Entries pointing to named objects:
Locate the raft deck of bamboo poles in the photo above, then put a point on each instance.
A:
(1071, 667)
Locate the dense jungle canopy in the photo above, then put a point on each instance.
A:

## WHAT THE EXERCISE ASKS
Add 67 to each coordinate in the answers, and write out all the rows above again, requests included.

## ANSWER FOR THIS EXERCISE
Locate the raft deck of bamboo poles in the photo above, then put a point on each instance.
A:
(1138, 734)
Locate the dense jungle canopy in the photo above, then put a point on each instance.
A:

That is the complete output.